*TEXT SEGMENT*
Do have a placement, even for a buffet. No one should for an instant feel that they might not be welcome. Gender-alternate seating is as passé as a Middle East dictator. Predict where the liveliest conversations will happen, put those guests together, and voila! Husbands next to wives is, frankly, common; it leaves no notes to compare in the car, and flirtation is essential to the mood as freshly ground pepper.

As an aperitif, you’ll need a kick start. Cham-pagne is extortionate and halitoxic, so bring back the delicious, but unfashionable (and under-priced), sherries and hocks. I’m a fan of canapés as a first course. Not so substantial as to ruin the appetite, but if it’s a summer evening, or if there are late arrivals, canapés buy time. Guests will be trapped next to their neighbours at dinner for long enough, and that ‘gentlemen move two places’ thing is so Abigail’s Party.

*EXCERPTED RECORDS*

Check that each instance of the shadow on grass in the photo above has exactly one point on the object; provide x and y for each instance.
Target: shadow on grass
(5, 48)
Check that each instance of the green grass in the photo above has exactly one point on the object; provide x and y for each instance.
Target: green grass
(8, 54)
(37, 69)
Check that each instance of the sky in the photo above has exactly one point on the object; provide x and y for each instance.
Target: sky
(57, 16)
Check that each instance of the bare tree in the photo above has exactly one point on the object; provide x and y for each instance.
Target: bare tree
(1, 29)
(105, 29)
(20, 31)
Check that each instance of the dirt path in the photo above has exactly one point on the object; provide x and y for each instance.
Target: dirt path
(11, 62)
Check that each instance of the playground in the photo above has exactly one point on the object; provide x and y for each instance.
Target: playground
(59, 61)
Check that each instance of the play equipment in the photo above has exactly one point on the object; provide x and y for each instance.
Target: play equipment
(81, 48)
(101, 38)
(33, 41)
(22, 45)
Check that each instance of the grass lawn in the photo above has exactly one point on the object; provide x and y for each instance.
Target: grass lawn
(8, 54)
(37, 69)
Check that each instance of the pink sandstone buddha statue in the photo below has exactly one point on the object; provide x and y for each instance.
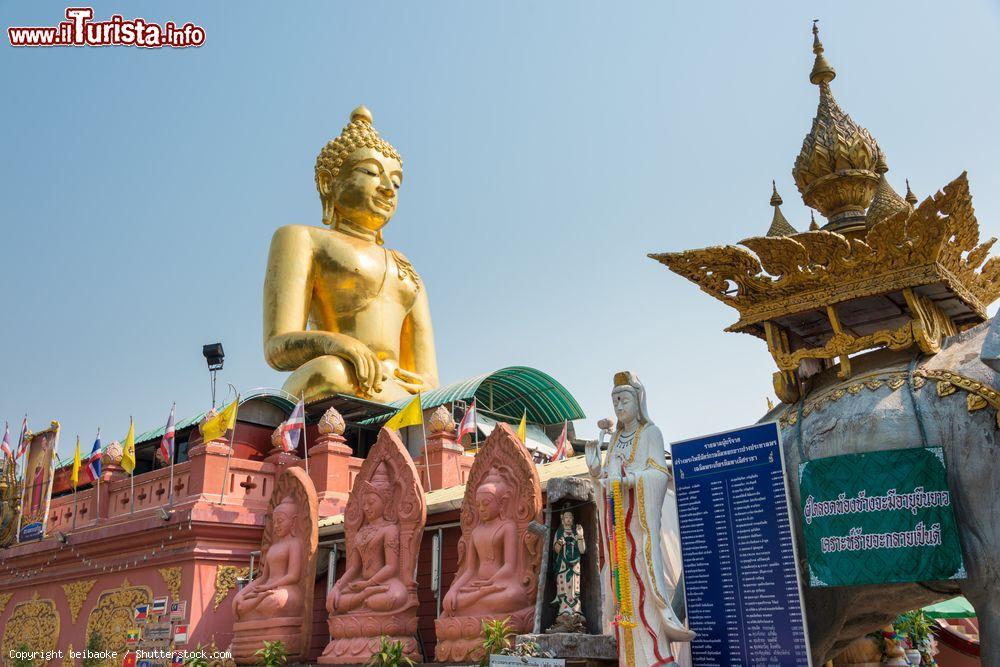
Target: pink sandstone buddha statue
(276, 591)
(498, 559)
(277, 605)
(377, 593)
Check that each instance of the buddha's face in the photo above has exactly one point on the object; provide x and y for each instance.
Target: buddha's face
(487, 505)
(372, 506)
(626, 407)
(364, 191)
(284, 520)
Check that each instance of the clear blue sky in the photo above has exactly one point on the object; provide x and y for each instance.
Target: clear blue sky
(547, 146)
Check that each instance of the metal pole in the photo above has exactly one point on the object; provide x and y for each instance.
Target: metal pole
(305, 444)
(229, 457)
(173, 455)
(423, 429)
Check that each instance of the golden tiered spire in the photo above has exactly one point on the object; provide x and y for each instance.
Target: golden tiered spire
(886, 202)
(779, 226)
(834, 171)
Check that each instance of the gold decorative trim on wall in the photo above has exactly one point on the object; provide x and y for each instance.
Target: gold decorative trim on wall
(114, 614)
(33, 623)
(76, 595)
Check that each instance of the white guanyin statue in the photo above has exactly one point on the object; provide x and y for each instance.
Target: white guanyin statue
(639, 530)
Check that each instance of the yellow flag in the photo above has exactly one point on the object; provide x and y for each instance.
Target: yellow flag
(411, 415)
(75, 475)
(217, 426)
(128, 449)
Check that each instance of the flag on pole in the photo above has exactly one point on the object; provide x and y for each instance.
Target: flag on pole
(167, 441)
(221, 424)
(128, 448)
(562, 445)
(468, 425)
(411, 415)
(22, 441)
(5, 443)
(292, 428)
(94, 462)
(75, 474)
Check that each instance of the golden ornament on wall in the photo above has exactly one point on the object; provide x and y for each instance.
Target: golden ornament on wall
(225, 581)
(114, 614)
(35, 624)
(76, 595)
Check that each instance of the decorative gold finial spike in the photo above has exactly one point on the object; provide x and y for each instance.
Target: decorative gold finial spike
(363, 114)
(822, 71)
(779, 226)
(886, 202)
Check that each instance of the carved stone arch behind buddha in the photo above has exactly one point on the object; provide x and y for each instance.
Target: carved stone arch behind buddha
(391, 455)
(294, 483)
(33, 623)
(114, 615)
(504, 454)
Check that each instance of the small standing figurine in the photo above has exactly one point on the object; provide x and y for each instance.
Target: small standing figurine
(568, 547)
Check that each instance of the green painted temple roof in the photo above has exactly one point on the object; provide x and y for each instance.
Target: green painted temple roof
(508, 392)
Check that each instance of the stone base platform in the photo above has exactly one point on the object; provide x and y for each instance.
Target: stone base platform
(578, 649)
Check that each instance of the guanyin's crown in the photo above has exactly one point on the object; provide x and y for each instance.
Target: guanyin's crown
(896, 276)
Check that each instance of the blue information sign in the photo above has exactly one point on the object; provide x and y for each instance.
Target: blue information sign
(744, 597)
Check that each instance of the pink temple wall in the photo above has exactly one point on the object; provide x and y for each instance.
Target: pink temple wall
(117, 540)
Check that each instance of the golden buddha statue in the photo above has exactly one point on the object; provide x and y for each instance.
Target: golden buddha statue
(343, 313)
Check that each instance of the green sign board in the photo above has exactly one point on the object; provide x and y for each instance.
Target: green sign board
(880, 517)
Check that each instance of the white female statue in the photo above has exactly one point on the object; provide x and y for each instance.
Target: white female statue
(638, 580)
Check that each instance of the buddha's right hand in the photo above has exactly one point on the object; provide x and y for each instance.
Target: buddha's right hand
(367, 366)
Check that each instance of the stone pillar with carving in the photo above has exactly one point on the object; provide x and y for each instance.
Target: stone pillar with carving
(329, 464)
(277, 605)
(278, 456)
(208, 464)
(442, 460)
(377, 594)
(111, 470)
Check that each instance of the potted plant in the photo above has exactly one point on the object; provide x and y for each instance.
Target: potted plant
(273, 654)
(389, 654)
(915, 626)
(496, 638)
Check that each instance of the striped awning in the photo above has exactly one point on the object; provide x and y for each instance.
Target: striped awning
(509, 393)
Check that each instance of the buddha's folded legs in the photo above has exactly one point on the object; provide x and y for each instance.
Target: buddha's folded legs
(330, 374)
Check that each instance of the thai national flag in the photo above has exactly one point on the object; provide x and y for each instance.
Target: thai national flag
(563, 445)
(5, 444)
(94, 462)
(167, 441)
(468, 424)
(22, 442)
(293, 427)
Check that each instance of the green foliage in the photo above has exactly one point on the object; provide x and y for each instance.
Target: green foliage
(496, 639)
(22, 662)
(273, 654)
(389, 654)
(916, 626)
(95, 644)
(197, 658)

*EXERCISE SET*
- 1) How would you sum up the dinner-party text in two sentences?
- 2) Do these statements agree with the dinner-party text? Answer yes or no for each, and quote the words that decide it.
(a) A placement is unnecessary for a buffet.
(b) Husbands should be seated next to their wives.
(c) Sherries and hocks are under-priced.
- 3) Could you write the next paragraph of the dinner-party text, starting after its last sentence?

*PER-TASK OUTPUTS*
- 1) The dinner-party text advises having a seating plan even for a buffet and putting guests together where the liveliest conversations will happen, rather than alternating genders or seating husbands next to wives. As an aperitif it favors sherries and hocks over champagne, and it recommends canapés as a first course because they do not ruin the appetite and buy time on a summer evening or when guests arrive late.

- 2)
(a) No: "Do have a placement, even for a buffet."
(b) No: "Husbands next to wives is, frankly, common"
(c) Yes: "unfashionable (and under-priced), sherries and hocks"

- 3)
Now, the meal itself. Follow the admirable fad and have food locally sourced. Very locally indeed. Depending on your acreage, serve your own game, newly dug potatoes or window-box tarragon. Personalisation fuels that sense of privilege. My wife, having flukily caught a salmon
at her first cast, bought a freezer-full on her way home. ‘Her’ salmon appeared at the next dozen dinner parties, until her address-book was quite exhausted.

Now that we can all cook, why spoil the ship? Serve a splendid wine. These days, nobody drinks very much, so it won’t bankrupt you. Double-decant the claret that morning, and one bottle of Sauternes (in pleasingly exquisite, even more pleasingly tiny, glasses) will go a long way. If kind people bring a bottle, murmur flatteringly that it’s far too good to drink tonight, and put it firmly away.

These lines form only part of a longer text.